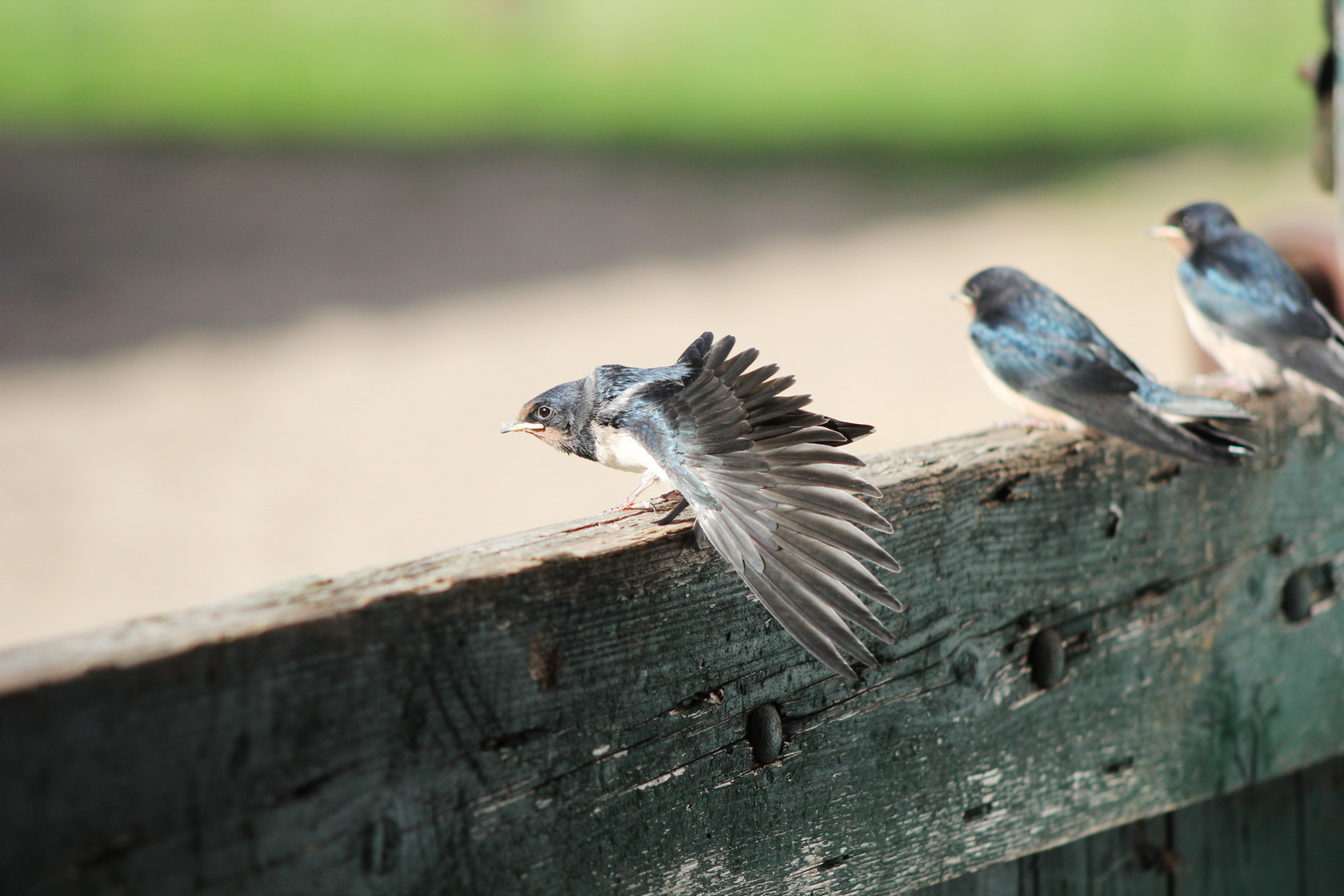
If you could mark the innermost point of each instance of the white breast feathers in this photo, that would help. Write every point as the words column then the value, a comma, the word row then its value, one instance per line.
column 617, row 449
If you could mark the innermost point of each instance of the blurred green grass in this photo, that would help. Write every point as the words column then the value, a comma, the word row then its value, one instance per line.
column 932, row 77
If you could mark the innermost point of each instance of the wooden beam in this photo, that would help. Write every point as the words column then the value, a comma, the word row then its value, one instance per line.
column 565, row 711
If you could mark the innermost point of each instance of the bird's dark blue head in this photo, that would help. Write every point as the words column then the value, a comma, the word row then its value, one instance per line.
column 1202, row 222
column 993, row 288
column 558, row 416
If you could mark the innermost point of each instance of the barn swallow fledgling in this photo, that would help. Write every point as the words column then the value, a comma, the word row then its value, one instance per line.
column 1249, row 309
column 1047, row 359
column 767, row 480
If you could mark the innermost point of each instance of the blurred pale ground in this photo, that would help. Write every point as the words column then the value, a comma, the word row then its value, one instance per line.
column 195, row 466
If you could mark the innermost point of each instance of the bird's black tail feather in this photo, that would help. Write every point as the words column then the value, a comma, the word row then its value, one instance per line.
column 1233, row 448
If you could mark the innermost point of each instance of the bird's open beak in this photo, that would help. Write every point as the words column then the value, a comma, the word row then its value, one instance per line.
column 1174, row 236
column 519, row 426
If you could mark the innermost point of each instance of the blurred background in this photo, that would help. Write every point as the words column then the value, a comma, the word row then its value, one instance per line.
column 273, row 271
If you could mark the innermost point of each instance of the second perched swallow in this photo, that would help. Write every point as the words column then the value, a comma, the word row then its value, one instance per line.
column 1249, row 309
column 1047, row 359
column 767, row 481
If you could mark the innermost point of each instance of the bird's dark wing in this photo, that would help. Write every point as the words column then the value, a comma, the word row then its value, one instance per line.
column 1246, row 288
column 776, row 496
column 1075, row 377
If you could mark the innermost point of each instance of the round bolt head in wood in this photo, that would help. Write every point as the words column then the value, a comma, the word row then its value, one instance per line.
column 1047, row 659
column 765, row 733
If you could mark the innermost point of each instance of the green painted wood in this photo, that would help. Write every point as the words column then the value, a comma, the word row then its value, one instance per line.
column 1322, row 793
column 1252, row 841
column 1246, row 844
column 1006, row 879
column 563, row 711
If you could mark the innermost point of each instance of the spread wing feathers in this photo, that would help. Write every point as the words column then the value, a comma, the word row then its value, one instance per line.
column 778, row 499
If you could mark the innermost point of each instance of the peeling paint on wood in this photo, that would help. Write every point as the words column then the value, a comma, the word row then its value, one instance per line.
column 565, row 711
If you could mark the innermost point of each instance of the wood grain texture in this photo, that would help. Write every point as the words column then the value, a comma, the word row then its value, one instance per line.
column 565, row 711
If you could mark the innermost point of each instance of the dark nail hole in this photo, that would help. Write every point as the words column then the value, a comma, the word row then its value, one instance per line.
column 1164, row 475
column 1001, row 494
column 1120, row 766
column 1305, row 587
column 765, row 733
column 544, row 663
column 1155, row 590
column 1114, row 518
column 976, row 813
column 1047, row 659
column 382, row 840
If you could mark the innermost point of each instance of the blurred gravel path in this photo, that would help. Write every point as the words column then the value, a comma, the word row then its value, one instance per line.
column 314, row 438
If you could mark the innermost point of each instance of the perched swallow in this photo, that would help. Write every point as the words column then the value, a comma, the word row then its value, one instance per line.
column 767, row 480
column 1249, row 309
column 1045, row 358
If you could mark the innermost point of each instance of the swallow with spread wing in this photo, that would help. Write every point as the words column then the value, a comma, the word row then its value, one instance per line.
column 769, row 484
column 1045, row 358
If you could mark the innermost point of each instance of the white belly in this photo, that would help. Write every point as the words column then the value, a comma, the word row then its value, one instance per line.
column 619, row 450
column 1022, row 403
column 1250, row 363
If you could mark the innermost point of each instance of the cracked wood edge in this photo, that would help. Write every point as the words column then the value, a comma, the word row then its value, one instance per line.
column 314, row 597
column 460, row 723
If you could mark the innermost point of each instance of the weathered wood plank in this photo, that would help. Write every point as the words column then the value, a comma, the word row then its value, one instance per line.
column 1322, row 793
column 565, row 711
column 1242, row 845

Problem details
Reproduce all of the data above word for word, leaving out the pictures.

Output of the task
If you could mark the innermost point of each instance of the white breast feathers in this photo, that would help. Write every point as the words column then the value, a comma, the word row then its value, one instance per line.
column 617, row 449
If you could mark the innermost point of each instance of the blurred green grass in this photo, that would help. Write every point as the words column then the value, a comma, the word row then its value, one instance per line.
column 932, row 77
If you could mark the innermost point of each instance of the wooden beam in this photo, that would help. Write every point as the words column then the value, a comma, the word row then its value, one instance per line.
column 565, row 711
If you could mark the innermost point of each instance of the bird's dark blue head in this photo, that would help. Write every point as the words column then the value, a comma, the word row then its value, one instance per line.
column 1202, row 222
column 993, row 288
column 558, row 416
If you could mark the innermost point of each instance of the barn swallow fledgling in this photo, that would help. Write every point as the words column then the value, a comma, the word row then its value, one instance per line.
column 1249, row 309
column 1047, row 359
column 767, row 480
If you could mark the innermost point of each instance of the blurred pale ground in this photo, that would help. Write every point as the words column then the value, a comma, the word row then its value, one instance per line.
column 195, row 466
If you could mark the innermost point of each instance of the bird's black tail feather in this photo, that would help. Write every point as the words column then the value, a comma, the word row then its value, one instance per line.
column 1233, row 448
If you could mark the innermost point of each instance of the bird's open beak in this photo, that would help. Write every point as the words column then the value, a comma, the word row then its value, one instance per line.
column 1174, row 236
column 519, row 426
If you could mark the innermost point of each instance of the blurred background in this photo, that would help. Write every point as the words column then the value, a comma, the word row then its value, one instance per line.
column 273, row 271
If you could mark the innermost point of each instance of the second perched swallow in this photo, that would help. Write every point as the words column then the value, a comma, the word row then its value, one instance per line.
column 1249, row 309
column 1047, row 359
column 767, row 481
If you could mark the innermost point of each instance of the bird's dark wing in this photo, that would help. Write every point as the words column then the value, a comma, the word row then its value, one instance per line.
column 1246, row 288
column 776, row 496
column 1075, row 377
If you could mark the innermost point of each instance of the round bolt head in wood in this photo, that would help. Write every point as the words column then the value, a comma, the word row then its value, one instance per line.
column 1047, row 659
column 765, row 733
If you could mark the innermost point of each instance of the green painted wood in this photo, that would help. Write every point as the words column then the value, a comma, the word row then its value, one instance per line.
column 1322, row 793
column 1252, row 841
column 1246, row 844
column 1006, row 879
column 563, row 711
If you could mark the innermost point of each instance of the spread wing feathers in this photo, that would help. Write every point as the words column then the value, a comma, the word row then its value, one instance per line.
column 778, row 499
If you could mark the innermost point of each instance of the peeling paint on wood in this photo, that would help. Write every point as the words column then the value, a comma, the word row then its value, one instance per line.
column 565, row 711
If you could mark the innermost point of each instance of the wood grain texture in this photo, that would help. Write every point as the words column then the value, a comma, the word row then its value, one instance per line.
column 565, row 711
If you could mark the innermost point of each instance of the dark nail hole in this photo, that would help. Write every point as the words column then the value, a comma, the word row then its value, one instance per line.
column 1164, row 475
column 1001, row 494
column 1120, row 766
column 1305, row 587
column 765, row 733
column 544, row 663
column 1155, row 590
column 1114, row 518
column 976, row 813
column 1047, row 659
column 382, row 840
If you could mark the innermost point of each instance of the blurred gravel path in this photo, that would help. Write every point as the words column then the value, a comma, the word row then its value, one instance per line.
column 314, row 438
If you could mark the innermost point of each instance of the perched swallow in this photo, that would help. Write every point as the words column then the value, a comma, the word row then its value, one instance per line.
column 767, row 480
column 1249, row 309
column 1045, row 358
If you could mark the innermost point of each instance of the swallow with spread wing in this photo, that would help. Write every point as the words column then the value, a comma, the word row then its value, one instance per line.
column 769, row 484
column 1045, row 358
If you could mark the innermost point of each instance of the white belly in this photo, that would help. Write every point as the words column then the value, a comma, the word row then its value, one instance per line.
column 619, row 450
column 1022, row 403
column 1250, row 363
If you could mark the innermost point of each instance of the cracked wood edge in this photo, that would help. Write every point as the words column then the value, a comma, the word row then its value, one instance per line.
column 314, row 597
column 460, row 723
If you could mark the innermost point of each instance of the weathered wood plank in this photo, that would help. Write every point as the words column then the value, a comma, the word row then its value, one instance per line.
column 1322, row 793
column 565, row 711
column 1242, row 845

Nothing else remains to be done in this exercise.